Point labeling items:
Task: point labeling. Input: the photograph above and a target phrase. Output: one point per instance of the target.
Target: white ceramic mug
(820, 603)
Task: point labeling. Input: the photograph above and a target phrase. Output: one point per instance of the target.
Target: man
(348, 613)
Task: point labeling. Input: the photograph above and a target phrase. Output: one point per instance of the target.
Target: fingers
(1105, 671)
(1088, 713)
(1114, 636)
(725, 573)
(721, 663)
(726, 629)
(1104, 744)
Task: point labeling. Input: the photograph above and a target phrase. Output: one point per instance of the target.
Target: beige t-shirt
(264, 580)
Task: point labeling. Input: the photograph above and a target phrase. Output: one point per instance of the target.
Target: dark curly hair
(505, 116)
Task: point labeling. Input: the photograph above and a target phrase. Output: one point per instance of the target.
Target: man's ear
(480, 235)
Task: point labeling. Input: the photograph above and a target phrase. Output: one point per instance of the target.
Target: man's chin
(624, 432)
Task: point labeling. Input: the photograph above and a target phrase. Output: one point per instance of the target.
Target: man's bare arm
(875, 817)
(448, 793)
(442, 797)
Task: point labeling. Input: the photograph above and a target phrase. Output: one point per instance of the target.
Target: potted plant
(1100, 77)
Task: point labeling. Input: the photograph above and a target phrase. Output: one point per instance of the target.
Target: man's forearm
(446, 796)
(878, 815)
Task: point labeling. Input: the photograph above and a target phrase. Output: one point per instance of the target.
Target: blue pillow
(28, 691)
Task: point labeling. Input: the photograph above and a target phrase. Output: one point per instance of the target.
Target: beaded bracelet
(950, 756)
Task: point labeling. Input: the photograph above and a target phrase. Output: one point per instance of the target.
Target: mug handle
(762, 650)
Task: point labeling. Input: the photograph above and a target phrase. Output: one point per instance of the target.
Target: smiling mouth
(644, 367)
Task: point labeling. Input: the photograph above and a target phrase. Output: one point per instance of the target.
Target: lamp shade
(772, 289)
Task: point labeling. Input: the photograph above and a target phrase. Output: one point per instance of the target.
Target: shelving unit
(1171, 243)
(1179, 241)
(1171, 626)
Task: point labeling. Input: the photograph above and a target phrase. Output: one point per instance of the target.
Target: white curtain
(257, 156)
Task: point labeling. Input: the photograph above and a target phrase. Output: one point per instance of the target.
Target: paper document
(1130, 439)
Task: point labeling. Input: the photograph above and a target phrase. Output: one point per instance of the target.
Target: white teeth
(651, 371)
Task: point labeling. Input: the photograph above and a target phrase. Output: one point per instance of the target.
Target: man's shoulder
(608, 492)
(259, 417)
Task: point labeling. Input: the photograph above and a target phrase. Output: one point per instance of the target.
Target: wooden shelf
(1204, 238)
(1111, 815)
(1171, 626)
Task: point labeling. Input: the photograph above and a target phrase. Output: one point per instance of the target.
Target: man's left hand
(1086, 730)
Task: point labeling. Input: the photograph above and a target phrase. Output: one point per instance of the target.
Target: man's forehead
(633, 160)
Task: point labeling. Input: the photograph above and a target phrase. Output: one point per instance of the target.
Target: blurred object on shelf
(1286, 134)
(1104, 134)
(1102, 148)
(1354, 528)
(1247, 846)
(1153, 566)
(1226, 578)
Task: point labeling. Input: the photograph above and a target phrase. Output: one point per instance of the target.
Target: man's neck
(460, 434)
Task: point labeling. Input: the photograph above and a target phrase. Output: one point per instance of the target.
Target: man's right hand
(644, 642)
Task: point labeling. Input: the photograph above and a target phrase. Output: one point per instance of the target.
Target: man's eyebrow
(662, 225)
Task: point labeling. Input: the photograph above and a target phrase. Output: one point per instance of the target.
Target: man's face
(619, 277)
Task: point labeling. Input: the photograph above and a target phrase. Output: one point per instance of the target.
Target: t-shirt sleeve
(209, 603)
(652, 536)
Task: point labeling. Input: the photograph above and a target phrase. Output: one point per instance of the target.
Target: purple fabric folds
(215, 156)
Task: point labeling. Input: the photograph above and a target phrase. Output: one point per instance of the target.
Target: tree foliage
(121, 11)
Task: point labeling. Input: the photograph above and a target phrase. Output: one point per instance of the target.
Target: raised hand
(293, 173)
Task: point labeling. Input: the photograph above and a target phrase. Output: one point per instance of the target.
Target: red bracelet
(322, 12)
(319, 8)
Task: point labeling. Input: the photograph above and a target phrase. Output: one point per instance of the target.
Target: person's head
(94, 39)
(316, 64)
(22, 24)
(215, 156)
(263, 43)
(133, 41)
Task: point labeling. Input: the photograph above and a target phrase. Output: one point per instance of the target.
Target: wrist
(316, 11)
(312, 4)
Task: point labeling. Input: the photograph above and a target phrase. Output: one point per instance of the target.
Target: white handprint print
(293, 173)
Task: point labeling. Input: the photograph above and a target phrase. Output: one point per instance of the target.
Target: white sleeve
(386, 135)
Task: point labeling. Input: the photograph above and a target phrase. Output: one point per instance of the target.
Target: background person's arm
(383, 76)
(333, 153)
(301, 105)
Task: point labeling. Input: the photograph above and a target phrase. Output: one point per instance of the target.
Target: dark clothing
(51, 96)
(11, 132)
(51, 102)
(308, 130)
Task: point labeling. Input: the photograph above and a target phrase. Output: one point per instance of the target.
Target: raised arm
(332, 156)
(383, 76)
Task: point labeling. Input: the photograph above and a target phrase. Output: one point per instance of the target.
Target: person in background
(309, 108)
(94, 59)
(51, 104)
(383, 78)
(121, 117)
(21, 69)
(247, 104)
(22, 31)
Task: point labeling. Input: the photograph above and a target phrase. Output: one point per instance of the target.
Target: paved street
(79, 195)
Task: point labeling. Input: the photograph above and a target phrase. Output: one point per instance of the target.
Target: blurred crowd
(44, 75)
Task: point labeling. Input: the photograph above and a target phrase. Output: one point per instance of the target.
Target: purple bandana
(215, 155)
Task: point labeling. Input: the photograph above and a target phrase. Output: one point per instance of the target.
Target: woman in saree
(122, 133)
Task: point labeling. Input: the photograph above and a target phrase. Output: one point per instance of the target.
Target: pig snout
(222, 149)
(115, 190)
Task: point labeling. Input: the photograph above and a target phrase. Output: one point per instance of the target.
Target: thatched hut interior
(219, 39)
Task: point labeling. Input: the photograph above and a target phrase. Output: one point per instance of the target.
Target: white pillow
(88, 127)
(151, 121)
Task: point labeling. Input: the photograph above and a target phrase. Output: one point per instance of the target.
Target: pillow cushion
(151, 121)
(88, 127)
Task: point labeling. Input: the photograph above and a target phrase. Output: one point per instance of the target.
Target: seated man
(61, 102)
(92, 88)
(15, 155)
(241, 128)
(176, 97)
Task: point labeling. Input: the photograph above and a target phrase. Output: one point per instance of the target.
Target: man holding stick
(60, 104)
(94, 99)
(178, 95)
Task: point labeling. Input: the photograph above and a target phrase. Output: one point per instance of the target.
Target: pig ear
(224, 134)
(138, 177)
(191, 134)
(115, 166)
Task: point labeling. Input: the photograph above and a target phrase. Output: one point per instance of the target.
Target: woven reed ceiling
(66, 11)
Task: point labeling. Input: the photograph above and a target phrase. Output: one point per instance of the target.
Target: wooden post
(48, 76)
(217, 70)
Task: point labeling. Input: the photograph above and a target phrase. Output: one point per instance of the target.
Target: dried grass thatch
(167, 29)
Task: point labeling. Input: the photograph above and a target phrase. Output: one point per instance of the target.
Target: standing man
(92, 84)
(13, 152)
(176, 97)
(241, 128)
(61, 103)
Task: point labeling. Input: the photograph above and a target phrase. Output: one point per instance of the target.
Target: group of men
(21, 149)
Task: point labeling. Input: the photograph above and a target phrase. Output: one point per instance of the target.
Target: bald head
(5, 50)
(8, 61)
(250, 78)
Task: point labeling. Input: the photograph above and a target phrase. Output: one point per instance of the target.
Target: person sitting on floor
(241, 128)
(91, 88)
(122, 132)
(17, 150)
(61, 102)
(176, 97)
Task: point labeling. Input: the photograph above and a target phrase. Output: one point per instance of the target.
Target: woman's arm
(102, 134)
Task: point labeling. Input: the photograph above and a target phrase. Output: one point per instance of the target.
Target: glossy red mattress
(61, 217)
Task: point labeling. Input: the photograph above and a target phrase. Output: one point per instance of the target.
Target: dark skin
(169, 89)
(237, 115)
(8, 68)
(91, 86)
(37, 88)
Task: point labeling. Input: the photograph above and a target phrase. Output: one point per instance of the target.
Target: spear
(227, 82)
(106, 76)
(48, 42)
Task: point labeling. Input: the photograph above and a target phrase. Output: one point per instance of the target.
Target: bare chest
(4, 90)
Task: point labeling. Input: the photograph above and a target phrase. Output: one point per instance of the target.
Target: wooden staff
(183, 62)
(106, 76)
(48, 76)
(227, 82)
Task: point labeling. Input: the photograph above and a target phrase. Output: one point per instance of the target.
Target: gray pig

**What is asked:** From the items above, pull out every line that contains the string "wooden", treating uppercase and lowercase as distinct.

**Task result:**
Target: wooden shelf
Target: wooden post
Target: wooden staff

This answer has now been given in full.